# Start of MATERIAL FOR THIS TASK
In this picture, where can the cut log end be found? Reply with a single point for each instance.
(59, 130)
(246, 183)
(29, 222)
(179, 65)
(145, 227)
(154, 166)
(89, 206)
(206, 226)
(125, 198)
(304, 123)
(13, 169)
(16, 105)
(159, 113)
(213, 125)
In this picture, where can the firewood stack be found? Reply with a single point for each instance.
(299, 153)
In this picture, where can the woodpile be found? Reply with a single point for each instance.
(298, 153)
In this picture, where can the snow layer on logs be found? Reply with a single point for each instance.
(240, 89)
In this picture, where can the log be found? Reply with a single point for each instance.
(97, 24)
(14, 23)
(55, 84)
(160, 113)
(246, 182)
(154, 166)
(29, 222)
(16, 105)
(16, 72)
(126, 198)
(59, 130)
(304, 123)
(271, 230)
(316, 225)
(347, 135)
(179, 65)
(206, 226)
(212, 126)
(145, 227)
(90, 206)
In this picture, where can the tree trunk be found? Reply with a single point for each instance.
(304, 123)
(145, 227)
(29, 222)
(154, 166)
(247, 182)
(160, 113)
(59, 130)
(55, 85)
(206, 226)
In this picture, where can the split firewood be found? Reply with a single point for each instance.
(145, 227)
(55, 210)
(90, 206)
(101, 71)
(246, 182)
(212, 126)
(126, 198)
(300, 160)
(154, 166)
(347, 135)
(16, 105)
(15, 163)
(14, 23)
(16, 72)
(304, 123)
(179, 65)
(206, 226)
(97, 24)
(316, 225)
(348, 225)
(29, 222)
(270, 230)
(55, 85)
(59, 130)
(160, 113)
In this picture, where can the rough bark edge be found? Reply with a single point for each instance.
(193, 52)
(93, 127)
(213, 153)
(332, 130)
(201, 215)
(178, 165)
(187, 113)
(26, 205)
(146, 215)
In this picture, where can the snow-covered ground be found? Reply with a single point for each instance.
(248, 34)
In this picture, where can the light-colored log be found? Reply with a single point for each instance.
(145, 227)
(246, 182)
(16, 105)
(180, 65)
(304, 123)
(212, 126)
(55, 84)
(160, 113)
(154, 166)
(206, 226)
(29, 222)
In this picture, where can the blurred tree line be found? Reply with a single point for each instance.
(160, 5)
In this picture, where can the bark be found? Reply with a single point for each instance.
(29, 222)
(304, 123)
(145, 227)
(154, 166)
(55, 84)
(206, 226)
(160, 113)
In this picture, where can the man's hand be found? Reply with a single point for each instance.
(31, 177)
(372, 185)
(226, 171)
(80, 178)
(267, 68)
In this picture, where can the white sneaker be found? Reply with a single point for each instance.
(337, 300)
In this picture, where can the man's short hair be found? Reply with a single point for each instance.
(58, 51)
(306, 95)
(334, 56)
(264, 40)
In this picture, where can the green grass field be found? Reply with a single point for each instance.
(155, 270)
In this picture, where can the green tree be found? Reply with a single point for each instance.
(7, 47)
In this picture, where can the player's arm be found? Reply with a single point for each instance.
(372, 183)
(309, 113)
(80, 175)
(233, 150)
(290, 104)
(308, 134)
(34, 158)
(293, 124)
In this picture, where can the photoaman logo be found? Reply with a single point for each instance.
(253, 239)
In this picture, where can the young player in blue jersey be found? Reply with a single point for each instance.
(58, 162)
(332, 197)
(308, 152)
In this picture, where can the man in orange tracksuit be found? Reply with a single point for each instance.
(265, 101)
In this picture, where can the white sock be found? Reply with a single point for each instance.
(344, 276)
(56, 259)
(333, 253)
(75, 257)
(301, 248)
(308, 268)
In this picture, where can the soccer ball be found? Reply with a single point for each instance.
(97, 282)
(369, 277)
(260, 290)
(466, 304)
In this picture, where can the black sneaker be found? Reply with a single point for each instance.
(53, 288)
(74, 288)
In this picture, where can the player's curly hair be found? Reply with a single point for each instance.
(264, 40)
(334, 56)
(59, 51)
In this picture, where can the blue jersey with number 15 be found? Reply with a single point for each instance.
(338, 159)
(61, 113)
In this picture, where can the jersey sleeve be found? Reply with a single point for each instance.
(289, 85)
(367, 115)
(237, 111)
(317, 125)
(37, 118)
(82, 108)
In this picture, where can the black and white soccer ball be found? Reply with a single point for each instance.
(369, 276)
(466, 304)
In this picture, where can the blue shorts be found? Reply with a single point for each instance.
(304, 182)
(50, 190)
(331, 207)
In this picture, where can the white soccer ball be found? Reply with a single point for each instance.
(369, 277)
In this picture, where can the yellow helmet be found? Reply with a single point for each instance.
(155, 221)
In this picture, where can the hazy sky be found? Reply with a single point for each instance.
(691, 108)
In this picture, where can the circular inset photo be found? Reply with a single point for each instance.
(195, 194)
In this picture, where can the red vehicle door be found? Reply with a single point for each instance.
# End of MATERIAL FOR THIS TASK
Render every line of the records above as a numbered list, skipping any blank lines.

1. In this picture, where can the cut log end be found? Reply with a single point for each instance.
2. (59, 130)
3. (246, 183)
4. (29, 222)
5. (179, 65)
6. (145, 227)
7. (154, 166)
8. (89, 206)
9. (206, 226)
10. (125, 198)
11. (304, 123)
12. (13, 169)
13. (16, 105)
14. (159, 113)
15. (213, 125)
16. In this picture, where can the firewood stack be found? Reply with a single point for each instance.
17. (299, 153)
18. In this picture, where can the woodpile be found? Reply with a single point for each instance.
19. (298, 153)
20. In this picture, where can the snow layer on logs be found? Reply with a single point for each instance.
21. (240, 89)
22. In this picture, where can the log be found? Reply with a single point for each instance.
23. (97, 24)
24. (14, 23)
25. (55, 84)
26. (160, 113)
27. (246, 182)
28. (154, 166)
29. (29, 222)
30. (16, 105)
31. (16, 72)
32. (126, 198)
33. (59, 130)
34. (304, 123)
35. (271, 230)
36. (316, 225)
37. (347, 135)
38. (179, 65)
39. (206, 226)
40. (212, 126)
41. (145, 227)
42. (90, 206)
43. In this picture, where can the tree trunk be found? Reply with a single point for each instance.
44. (304, 123)
45. (145, 227)
46. (29, 222)
47. (154, 166)
48. (247, 182)
49. (160, 113)
50. (59, 130)
51. (55, 85)
52. (206, 226)
53. In this picture, where can the split firewood be found? Reply with a single point for each instance.
54. (145, 227)
55. (55, 210)
56. (90, 206)
57. (101, 71)
58. (246, 182)
59. (212, 126)
60. (126, 198)
61. (300, 160)
62. (154, 166)
63. (347, 135)
64. (16, 105)
65. (15, 163)
66. (14, 23)
67. (16, 72)
68. (304, 123)
69. (179, 65)
70. (206, 226)
71. (97, 24)
72. (316, 225)
73. (348, 225)
74. (29, 222)
75. (270, 230)
76. (55, 85)
77. (59, 130)
78. (160, 113)
79. In this picture, where can the rough bark edge be found? Reply with a single point for each instance.
80. (193, 52)
81. (93, 127)
82. (213, 153)
83. (332, 130)
84. (201, 215)
85. (178, 165)
86. (187, 113)
87. (26, 205)
88. (146, 215)
89. In this picture, where can the snow-covered ground be found? Reply with a single point for each instance.
90. (248, 34)
91. In this picture, where can the light-colored log be found? Reply with a single point for each instance.
92. (145, 227)
93. (246, 182)
94. (16, 105)
95. (180, 65)
96. (304, 123)
97. (212, 126)
98. (55, 84)
99. (160, 113)
100. (154, 166)
101. (206, 226)
102. (29, 222)
103. In this picture, where can the blurred tree line be found? Reply with a single point for each instance.
104. (160, 5)
105. In this picture, where can the bark be found? Reply with a single point for each instance.
106. (29, 222)
107. (304, 123)
108. (145, 227)
109. (154, 166)
110. (55, 84)
111. (206, 226)
112. (160, 113)
113. In this picture, where can the man's hand be found? Reply with a single point for each instance.
114. (31, 177)
115. (372, 185)
116. (226, 171)
117. (80, 178)
118. (267, 68)
119. In this picture, where can the white sneaker be found? Reply with a single point for each instance.
120. (337, 300)
121. In this picture, where can the man's short hair be found? Reply with a single point for each instance.
122. (58, 51)
123. (306, 95)
124. (334, 56)
125. (264, 40)
126. In this picture, where can the green grass field be found? Reply with a single point for each instance.
127. (155, 270)
128. In this picture, where can the green tree be found? Reply with a single point for each instance.
129. (7, 47)
130. In this picture, where can the player's arm be found? Reply with a single point for each instance.
131. (372, 183)
132. (309, 113)
133. (80, 175)
134. (233, 150)
135. (290, 104)
136. (308, 134)
137. (34, 158)
138. (293, 124)
139. In this picture, where can the photoaman logo be found? Reply with a single point for each instance.
140. (253, 239)
141. In this picture, where can the young player in blue jersey be found? Reply with a single point for each instance.
142. (58, 162)
143. (332, 197)
144. (308, 152)
145. In this picture, where can the man in orange tracksuit be found? Reply with a single point for each instance.
146. (265, 101)
147. In this picture, where can the white sock be found? Reply with a single point for each instance.
148. (344, 276)
149. (56, 259)
150. (333, 253)
151. (75, 257)
152. (301, 248)
153. (308, 268)
154. In this picture, where can the soccer ball be found? Reply with a single point for each instance.
155. (97, 282)
156. (369, 277)
157. (260, 290)
158. (466, 304)
159. In this picture, where can the black sneaker be found? Reply with a single point for each instance.
160. (53, 288)
161. (74, 288)
162. In this picture, where can the player's curly hair be found? Reply with a single point for each instance.
163. (264, 40)
164. (334, 56)
165. (59, 51)
166. In this picture, where can the blue jersey with number 15 be found? Reply with a single point for each instance.
167. (338, 159)
168. (61, 113)
169. In this picture, where can the jersey sleeve be found? Reply with a single point for each instance.
170. (289, 85)
171. (367, 115)
172. (237, 111)
173. (317, 125)
174. (37, 118)
175. (82, 108)
176. In this picture, where can the black and white soccer ball be found? Reply with a single point for each instance.
177. (369, 276)
178. (466, 304)
179. In this picture, where can the blue shorts be found? Reply with a single point for each instance.
180. (304, 182)
181. (50, 190)
182. (331, 207)
183. In this picture, where can the white soccer ball be found? Reply with a single point for each instance.
184. (369, 277)
185. In this picture, where can the yellow helmet be found? Reply with a single point for each instance.
186. (155, 221)
187. In this picture, where can the hazy sky be found? Reply with a single point for each instance.
188. (691, 108)
189. In this picture, where can the circular inset photo be found? Reply with a single point for each instance.
190. (195, 194)
191. In this picture, where can the red vehicle door be found? Reply with a single point for each instance.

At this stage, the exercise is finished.